### EXERCISE REQUIREMENTS
Copy out the line containing "grass patch, which" and each line after it, through the last one in the material, exactly as written.

### SOURCE DATA
|---|

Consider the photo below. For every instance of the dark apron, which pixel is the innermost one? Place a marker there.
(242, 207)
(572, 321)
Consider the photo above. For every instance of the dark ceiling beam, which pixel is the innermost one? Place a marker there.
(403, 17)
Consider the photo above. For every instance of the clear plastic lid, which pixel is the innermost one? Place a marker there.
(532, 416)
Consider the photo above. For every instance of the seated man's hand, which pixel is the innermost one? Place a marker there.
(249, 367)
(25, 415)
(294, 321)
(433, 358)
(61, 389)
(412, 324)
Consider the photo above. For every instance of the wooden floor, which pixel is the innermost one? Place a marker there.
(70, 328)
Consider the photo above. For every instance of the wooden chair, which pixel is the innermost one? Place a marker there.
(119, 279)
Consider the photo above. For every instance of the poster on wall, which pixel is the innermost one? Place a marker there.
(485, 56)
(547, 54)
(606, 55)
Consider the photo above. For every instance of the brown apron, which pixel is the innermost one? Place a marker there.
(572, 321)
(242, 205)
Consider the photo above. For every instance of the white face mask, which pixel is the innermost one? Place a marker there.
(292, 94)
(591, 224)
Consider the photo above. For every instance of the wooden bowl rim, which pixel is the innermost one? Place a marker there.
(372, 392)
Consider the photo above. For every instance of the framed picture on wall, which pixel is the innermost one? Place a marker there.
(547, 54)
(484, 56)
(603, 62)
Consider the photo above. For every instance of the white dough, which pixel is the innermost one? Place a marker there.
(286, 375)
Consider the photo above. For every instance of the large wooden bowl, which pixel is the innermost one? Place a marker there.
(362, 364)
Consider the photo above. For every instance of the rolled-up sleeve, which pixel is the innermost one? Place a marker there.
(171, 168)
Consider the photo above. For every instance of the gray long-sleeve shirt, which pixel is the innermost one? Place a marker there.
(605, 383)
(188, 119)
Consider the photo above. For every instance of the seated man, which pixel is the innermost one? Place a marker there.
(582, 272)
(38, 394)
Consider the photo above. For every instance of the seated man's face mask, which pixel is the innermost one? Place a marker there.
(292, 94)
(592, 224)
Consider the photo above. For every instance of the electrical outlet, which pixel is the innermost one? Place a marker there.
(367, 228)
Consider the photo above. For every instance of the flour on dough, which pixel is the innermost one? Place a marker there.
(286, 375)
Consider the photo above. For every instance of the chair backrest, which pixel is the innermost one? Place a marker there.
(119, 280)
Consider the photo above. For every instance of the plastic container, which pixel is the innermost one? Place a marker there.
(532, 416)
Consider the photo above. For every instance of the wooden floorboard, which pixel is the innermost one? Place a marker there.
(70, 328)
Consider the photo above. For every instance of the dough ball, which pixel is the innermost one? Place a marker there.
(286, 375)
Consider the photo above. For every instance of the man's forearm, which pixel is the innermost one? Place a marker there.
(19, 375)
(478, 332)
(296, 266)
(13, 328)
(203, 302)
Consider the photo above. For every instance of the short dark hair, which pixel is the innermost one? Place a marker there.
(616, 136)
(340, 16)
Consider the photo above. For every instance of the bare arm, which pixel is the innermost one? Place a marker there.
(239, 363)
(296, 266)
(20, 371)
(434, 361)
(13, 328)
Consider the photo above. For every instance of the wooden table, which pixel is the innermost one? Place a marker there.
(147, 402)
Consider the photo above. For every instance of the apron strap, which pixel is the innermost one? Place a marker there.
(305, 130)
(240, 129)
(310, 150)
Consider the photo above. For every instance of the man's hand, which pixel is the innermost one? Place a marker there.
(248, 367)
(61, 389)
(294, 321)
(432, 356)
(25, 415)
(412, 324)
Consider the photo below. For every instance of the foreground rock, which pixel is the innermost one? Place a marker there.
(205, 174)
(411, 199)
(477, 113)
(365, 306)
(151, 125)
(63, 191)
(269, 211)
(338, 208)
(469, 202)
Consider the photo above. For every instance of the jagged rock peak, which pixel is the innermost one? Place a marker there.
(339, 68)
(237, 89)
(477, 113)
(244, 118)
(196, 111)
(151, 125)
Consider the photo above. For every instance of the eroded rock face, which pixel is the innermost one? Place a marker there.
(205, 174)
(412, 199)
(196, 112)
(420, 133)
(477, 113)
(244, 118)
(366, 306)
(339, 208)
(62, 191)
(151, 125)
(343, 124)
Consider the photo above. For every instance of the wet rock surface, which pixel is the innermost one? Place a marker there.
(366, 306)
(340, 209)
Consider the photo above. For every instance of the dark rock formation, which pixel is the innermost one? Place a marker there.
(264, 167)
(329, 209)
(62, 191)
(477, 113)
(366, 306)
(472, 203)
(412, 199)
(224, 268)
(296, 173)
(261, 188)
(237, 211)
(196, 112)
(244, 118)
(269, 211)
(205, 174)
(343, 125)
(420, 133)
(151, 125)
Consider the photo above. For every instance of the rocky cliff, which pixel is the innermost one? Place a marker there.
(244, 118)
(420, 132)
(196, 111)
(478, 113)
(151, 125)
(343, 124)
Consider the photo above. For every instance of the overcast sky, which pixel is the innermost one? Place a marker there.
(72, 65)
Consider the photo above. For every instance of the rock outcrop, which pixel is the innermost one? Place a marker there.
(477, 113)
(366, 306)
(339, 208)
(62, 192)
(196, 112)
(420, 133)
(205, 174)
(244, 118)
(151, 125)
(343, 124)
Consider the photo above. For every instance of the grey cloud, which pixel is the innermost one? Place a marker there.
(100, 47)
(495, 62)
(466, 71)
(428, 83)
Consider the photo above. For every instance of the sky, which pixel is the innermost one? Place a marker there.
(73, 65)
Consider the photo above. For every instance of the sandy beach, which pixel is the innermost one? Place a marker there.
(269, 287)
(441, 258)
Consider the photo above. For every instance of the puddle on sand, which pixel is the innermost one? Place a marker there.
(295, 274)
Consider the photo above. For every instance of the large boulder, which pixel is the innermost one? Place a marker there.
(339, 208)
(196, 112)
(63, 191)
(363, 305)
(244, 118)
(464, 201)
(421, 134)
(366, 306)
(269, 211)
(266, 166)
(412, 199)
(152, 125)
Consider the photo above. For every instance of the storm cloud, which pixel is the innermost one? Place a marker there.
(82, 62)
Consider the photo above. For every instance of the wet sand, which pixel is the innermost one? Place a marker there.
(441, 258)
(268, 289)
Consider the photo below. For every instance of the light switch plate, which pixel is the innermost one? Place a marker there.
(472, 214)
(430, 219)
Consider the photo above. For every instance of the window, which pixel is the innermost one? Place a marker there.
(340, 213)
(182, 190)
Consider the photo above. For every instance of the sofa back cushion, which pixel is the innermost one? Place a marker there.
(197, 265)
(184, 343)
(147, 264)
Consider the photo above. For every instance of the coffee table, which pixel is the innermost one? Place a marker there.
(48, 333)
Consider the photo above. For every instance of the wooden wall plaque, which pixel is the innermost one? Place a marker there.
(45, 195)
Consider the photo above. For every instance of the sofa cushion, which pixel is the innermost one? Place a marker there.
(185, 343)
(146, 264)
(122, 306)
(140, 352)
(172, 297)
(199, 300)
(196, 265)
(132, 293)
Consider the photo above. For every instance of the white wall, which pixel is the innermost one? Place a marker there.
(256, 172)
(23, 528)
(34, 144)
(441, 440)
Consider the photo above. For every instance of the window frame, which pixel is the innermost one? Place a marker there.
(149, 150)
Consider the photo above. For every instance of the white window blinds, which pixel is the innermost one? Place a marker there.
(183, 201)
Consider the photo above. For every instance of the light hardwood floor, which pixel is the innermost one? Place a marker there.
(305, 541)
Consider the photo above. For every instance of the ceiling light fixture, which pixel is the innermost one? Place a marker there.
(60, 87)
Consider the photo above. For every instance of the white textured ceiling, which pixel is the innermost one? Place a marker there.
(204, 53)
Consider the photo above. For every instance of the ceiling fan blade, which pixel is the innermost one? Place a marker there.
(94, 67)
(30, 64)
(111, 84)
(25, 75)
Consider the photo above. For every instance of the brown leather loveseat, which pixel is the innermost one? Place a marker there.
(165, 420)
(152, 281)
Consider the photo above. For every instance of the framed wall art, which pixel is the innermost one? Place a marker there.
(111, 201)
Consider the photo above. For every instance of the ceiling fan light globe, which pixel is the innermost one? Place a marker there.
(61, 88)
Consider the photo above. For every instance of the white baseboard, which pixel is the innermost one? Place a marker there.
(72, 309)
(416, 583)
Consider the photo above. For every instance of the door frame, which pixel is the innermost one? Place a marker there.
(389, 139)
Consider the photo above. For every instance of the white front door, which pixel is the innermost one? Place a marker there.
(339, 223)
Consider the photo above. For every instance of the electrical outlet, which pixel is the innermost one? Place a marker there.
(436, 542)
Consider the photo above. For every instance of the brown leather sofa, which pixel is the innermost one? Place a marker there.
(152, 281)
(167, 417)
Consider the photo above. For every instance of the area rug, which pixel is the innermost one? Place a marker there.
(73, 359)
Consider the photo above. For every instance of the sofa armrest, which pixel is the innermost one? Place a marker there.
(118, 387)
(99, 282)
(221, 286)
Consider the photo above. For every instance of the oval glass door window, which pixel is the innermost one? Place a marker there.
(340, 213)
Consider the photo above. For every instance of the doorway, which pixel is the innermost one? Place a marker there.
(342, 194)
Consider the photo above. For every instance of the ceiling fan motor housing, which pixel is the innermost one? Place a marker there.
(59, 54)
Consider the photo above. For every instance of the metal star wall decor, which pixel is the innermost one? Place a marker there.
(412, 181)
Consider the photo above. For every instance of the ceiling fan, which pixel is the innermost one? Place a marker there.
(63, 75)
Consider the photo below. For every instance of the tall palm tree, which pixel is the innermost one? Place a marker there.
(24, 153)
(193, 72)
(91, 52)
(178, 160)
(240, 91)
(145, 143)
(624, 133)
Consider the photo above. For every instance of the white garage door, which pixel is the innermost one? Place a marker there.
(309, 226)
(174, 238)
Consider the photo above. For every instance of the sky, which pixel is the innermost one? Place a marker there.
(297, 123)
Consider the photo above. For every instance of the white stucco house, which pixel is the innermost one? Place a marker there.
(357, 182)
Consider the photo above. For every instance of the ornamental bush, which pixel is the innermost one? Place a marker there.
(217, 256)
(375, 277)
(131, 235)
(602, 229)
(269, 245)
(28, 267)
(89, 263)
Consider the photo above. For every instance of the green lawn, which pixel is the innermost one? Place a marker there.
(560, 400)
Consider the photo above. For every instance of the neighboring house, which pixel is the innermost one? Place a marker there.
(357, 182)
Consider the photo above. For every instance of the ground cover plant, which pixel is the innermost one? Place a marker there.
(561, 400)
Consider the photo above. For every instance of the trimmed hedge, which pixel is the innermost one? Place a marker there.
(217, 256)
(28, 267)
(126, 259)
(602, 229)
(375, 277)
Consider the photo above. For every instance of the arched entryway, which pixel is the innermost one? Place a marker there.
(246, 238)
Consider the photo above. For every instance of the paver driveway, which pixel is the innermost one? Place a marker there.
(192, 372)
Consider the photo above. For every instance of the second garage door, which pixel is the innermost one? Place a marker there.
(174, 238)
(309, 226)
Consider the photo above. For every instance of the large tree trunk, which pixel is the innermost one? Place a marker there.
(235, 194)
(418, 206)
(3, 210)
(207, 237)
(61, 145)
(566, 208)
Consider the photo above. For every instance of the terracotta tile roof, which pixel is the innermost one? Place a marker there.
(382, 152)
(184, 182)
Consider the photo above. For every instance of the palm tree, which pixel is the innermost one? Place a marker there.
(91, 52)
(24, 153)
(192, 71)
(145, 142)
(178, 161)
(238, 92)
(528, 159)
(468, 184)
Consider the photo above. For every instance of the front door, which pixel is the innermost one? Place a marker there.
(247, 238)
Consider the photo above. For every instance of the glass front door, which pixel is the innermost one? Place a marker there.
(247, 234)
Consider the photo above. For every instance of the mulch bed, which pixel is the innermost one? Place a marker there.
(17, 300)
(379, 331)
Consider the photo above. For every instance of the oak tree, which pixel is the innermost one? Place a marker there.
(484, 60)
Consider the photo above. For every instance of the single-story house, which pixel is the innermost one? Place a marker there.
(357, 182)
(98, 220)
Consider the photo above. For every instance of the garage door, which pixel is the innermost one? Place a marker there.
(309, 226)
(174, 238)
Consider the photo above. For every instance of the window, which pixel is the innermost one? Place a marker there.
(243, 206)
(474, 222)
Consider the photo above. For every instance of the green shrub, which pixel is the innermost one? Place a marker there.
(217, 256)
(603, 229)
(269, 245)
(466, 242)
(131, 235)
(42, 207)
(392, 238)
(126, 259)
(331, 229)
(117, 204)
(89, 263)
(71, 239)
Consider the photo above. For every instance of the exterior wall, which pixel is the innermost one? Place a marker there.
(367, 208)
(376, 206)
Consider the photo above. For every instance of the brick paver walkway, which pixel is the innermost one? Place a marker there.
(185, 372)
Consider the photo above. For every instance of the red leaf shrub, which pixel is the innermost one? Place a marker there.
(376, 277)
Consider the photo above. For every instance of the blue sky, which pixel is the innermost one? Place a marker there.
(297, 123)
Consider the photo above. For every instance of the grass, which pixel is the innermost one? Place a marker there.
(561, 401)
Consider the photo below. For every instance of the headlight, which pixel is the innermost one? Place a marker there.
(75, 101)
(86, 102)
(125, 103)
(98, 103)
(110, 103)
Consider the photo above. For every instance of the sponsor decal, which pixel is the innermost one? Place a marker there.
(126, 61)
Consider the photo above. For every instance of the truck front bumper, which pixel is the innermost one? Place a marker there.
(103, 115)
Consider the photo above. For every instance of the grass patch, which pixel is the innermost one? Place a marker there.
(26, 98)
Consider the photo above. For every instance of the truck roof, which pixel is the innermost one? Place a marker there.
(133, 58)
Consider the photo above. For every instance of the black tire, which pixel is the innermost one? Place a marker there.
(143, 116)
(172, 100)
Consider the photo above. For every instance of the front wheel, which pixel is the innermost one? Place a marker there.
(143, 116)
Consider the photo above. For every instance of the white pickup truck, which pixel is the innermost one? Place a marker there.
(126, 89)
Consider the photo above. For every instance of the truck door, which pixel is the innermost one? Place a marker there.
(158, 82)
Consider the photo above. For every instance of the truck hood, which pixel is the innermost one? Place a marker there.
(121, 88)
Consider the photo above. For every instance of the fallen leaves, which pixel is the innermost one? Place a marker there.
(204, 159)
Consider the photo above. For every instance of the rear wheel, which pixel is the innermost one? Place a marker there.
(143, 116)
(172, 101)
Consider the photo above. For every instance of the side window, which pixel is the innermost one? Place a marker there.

|---|

### COMPLETED TASK
Consider the photo above. For every instance of the grass patch, which pixel is the innermost one? Place a marker there.
(26, 98)
Consider the photo above. For every instance of the truck roof, which pixel is the innermost one? Place a marker there.
(133, 58)
Consider the photo above. For every instance of the black tire, which pixel is the innermost one? Place a marker there.
(143, 116)
(172, 100)
Consider the photo above. For every instance of the front wheel, which pixel is the innermost one? Place a marker there.
(143, 116)
Consider the photo above. For every instance of the white pickup truck, which pixel is the innermost one? Place a marker there.
(126, 89)
Consider the photo above. For every instance of the truck door, which pixel is the innermost one? Place a marker there.
(158, 82)
Consider the photo above. For every instance of the truck hood, which pixel is the innermost one? Place a marker there.
(121, 88)
Consider the photo above. For every instance of the fallen leaves, which pixel is the innermost one? Place a marker there.
(204, 159)
Consider the photo above. For every instance of the rear wheel, which pixel is the innermost one? Place a marker there.
(143, 116)
(172, 101)
Consider the photo above. For every instance of the side window, which pixel is the innermost one? Place a marker there.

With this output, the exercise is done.